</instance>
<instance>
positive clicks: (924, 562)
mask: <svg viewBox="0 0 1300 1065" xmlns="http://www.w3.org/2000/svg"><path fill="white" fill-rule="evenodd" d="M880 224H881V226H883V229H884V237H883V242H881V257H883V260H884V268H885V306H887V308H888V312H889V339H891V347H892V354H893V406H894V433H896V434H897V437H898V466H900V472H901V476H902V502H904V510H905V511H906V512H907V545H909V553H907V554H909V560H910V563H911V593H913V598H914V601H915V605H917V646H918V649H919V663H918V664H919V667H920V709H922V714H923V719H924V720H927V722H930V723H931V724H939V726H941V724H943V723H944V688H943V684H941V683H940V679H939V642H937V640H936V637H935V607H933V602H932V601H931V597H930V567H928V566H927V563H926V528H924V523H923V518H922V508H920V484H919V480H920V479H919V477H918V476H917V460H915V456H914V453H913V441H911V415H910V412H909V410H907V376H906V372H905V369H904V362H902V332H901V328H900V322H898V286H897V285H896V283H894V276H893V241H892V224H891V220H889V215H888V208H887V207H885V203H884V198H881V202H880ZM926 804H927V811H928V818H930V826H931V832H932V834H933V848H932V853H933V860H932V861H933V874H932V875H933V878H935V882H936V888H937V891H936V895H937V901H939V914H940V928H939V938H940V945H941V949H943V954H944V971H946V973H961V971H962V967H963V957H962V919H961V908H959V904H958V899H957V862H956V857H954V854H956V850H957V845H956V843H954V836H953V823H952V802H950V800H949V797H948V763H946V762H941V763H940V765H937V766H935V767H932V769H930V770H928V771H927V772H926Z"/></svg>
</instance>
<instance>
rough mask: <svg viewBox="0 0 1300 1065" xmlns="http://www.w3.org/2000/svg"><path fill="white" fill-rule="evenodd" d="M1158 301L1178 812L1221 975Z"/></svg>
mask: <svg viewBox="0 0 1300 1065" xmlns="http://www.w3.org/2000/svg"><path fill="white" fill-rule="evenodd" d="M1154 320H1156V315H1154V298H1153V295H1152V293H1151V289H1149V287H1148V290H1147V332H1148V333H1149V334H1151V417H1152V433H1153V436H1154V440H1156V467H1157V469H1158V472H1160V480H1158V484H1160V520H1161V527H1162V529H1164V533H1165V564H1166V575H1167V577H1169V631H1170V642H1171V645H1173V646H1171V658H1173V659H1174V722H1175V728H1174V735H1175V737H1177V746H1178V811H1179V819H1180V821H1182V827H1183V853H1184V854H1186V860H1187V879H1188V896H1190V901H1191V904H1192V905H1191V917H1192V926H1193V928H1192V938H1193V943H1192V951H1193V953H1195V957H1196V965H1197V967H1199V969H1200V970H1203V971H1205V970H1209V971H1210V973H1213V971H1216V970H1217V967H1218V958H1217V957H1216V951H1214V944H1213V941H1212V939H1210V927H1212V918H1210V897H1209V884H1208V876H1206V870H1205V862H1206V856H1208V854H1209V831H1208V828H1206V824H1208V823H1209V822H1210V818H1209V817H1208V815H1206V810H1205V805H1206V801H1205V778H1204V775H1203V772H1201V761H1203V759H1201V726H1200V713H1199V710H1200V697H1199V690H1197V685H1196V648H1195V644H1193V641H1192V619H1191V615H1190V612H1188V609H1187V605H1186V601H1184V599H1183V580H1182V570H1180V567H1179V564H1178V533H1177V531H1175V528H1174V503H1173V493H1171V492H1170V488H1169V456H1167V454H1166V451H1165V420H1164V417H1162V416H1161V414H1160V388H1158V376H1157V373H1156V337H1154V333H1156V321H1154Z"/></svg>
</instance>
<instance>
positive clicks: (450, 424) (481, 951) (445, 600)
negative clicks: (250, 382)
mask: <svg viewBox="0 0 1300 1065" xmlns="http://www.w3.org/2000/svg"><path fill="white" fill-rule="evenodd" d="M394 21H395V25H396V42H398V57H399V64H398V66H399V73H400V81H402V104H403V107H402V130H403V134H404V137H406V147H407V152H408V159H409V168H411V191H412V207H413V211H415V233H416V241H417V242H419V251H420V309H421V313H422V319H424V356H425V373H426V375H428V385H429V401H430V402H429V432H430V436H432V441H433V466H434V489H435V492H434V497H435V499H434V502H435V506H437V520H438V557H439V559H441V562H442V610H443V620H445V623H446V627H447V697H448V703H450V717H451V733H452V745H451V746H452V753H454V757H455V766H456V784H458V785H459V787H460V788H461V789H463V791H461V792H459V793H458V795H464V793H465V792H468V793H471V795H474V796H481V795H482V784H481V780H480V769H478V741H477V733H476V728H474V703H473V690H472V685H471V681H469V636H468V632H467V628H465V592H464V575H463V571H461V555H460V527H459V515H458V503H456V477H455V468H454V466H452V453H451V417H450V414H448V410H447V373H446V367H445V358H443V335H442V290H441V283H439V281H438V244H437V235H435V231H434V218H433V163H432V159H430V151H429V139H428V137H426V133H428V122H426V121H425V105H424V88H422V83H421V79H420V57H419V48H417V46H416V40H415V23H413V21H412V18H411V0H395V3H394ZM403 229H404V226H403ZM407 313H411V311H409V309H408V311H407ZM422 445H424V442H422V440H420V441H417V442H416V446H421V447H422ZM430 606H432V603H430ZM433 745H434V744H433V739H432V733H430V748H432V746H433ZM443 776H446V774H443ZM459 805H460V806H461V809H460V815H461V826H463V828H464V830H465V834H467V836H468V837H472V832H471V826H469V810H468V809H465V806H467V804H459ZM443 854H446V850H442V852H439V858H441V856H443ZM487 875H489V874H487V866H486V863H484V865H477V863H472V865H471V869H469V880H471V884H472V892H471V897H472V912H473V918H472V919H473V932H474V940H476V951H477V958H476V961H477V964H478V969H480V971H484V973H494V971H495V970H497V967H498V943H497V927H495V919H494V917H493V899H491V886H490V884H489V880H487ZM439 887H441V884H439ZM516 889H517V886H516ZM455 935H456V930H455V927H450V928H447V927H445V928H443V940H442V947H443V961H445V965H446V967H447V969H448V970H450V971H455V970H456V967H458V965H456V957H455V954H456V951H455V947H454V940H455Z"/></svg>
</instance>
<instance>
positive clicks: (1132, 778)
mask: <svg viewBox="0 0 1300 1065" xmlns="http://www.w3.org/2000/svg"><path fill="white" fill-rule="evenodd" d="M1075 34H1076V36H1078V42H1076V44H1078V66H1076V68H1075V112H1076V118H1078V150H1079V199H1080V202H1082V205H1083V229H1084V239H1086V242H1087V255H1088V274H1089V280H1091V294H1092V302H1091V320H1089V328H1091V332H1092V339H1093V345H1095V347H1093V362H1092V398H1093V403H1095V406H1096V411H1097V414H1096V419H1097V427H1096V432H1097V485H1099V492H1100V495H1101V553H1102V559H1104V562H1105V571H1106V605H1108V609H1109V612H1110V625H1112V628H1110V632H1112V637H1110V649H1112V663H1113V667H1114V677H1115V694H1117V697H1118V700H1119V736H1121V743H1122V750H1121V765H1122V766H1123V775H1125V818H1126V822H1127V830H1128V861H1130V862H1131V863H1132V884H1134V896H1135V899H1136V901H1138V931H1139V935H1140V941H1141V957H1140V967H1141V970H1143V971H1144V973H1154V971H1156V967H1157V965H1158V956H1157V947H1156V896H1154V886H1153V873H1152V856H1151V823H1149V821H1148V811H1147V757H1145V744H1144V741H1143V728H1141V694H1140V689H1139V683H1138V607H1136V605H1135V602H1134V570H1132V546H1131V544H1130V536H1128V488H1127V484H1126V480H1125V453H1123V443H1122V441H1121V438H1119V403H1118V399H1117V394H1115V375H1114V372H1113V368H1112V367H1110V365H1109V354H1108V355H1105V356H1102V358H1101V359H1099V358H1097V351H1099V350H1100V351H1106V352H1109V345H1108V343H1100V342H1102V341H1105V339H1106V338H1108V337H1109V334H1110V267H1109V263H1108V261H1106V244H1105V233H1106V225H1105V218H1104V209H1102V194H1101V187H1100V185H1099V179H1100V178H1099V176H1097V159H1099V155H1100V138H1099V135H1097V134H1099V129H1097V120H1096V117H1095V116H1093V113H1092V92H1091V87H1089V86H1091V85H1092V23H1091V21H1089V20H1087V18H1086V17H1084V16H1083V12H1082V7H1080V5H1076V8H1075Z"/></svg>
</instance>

● ● ● ● ●

■ Problem statement
Locate every line in the records above that contains the string "positive", and copy each such line in full.

■ Solution to this task
positive clicks: (924, 562)
positive clicks: (450, 424) (481, 951) (445, 600)
positive clicks: (1132, 778)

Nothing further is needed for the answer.